Per favore, riprendi l'ordinanza della Cassazione sul contratto di locazione e proseguila subito dopo l'ultima frase riportata.

## TESTO
══════════════════════════════

Ordinanza di Cassazione Civile Sez. 3 Num. 20416 Anno 2024
Civile Ord. Sez. 3 Num. 20416 Anno 2024
Presidente: COGNOME NOME
Relatore: COGNOME NOME
Data pubblicazione: 23/07/2024
ORDINANZA
sul ricorso iscritto al n. 5484/2021 R.G. proposto da:
RAGIONE_SOCIALE, domiciliata ex lege in ROMAINDIRIZZO presso la CANCELLERIA della CORTE di CASSAZIONE, rappresentata e difesa dall’avvocato COGNOME NOME (CF: CODICE_FISCALE)
-Ricorrente –
Contro
NOME RAGIONE_SOCIALE, domiciliata ex lege in ROMA, INDIRIZZO presso la CANCELLERIA della CORTE di CASSAZIONE, rappresentata e difesa dall’avvocato COGNOME (CF:CODICE_FISCALE)
-Controricorrente –
avverso la SENTENZA della CORTE D’APPELLO di NAPOLI n. 3817/2020 depositata il 15/12/2020.
Udita la relazione svolta nella camera di consiglio del 14/03/2024 dal Consigliere NOME COGNOME.
SVOLGIMENTO DEL PROCESSO
Con ricorso ex art. 447 bis c.p.c. la società RAGIONE_SOCIALE convenne dinanzi al Tribunale di Torre Annunziata, la società RAGIONE_SOCIALE onde sentir
dichiarare risolto il contratto di locazione datato 30/07/2010 per inadempimento della locatrice a fronte di una lamentata inidoneità dei locali allo svolgimento delle attività previste in contratto, e condannare la locatrice al pagamento dell’indennità pe r la perdita dell’avviamento ovvero, in subordine, ottenere la riduzione del canone di locazione del 50% ovvero ad euro 10.425,50 ovvero infine ‘determinarsi … l’esatto ammontare del canone da corrispondere’.
Costituendosi in giudizio, la società RAGIONE_SOCIALE, chiese, per quanto ancora rileva in questa sede: (i) di rigettare la domanda attorea di risoluzione del contratto perché infondata in fatto e in diritto e per essere in contrasto con il contenuto di un atto transattivo datato aprile 2015; (ii) di dichiarare inammissibili le domande subordinate di risoluzione del canone, ovvero di adeguamento e/o rideterminazione dello stesso, per incompatibilità tra le ridette richieste e la preliminare domanda di risoluzione del contratto; (iii) di dichiarare cessata la materia del contendere in ordine alle domande di restituzione somme per errato adeguamento Istat, per essere sulla determinazione del canone intervenuta transazione dell’aprile 2015.
Con sentenza n. 2580/2018 il Tribunale di Torre Annunziata rigettò la domanda per risoluzione contrattuale per inadempimento in quanto non provata; rigettò la domanda di risarcimento del danno per mancato guadagno e riduzione del canone nonché quella relativa alla restituzione di somme per errato adeguamento Istat, condannò parte ricorrente al pagamento delle spese di lite.

══════════════════════════════

## DATI FORNITI
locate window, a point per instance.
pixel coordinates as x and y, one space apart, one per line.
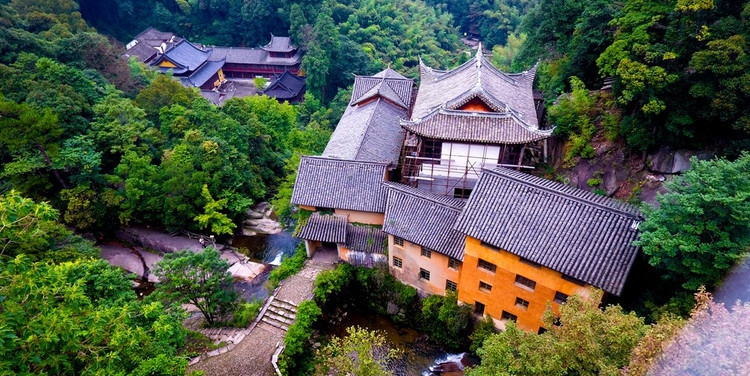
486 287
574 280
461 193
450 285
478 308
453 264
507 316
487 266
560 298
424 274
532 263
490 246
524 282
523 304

══════════════════════════════

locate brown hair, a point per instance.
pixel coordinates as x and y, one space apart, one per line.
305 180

══════════════════════════════

## RISPOSTA SCRITTA
Avverso tale decisione propose appello RAGIONE_SOCIALE sulla base dei seguenti motivi: (i) nullità della sentenza. Omessa e/o solo apparente motivazione in relazione alla statuizione sulla domanda di riduzione del canone di locazione e violazione del principio della corrispondenza tra il chiesto e il pronunciato ex artt. 112 e 132 c.p.c.; (ii) errata statuizione in ordine alla domanda di risarcimento danni per mancato guadagno; (iii) nullità della sentenza
per omessa statuizione in ordine alle richieste istruttorie; (iv) nullità della sentenza. Omessa motivazione in relazione alla statuizione della domanda di riduzione del canone di locazione ad euro 10.426.50 mensili oltre Iva in luogo dell’errata richiesta di euro 10.895 oltre Iva e condanna alla restituzione delle somme indebitamente percepite a partire dal mese di giugno 2015.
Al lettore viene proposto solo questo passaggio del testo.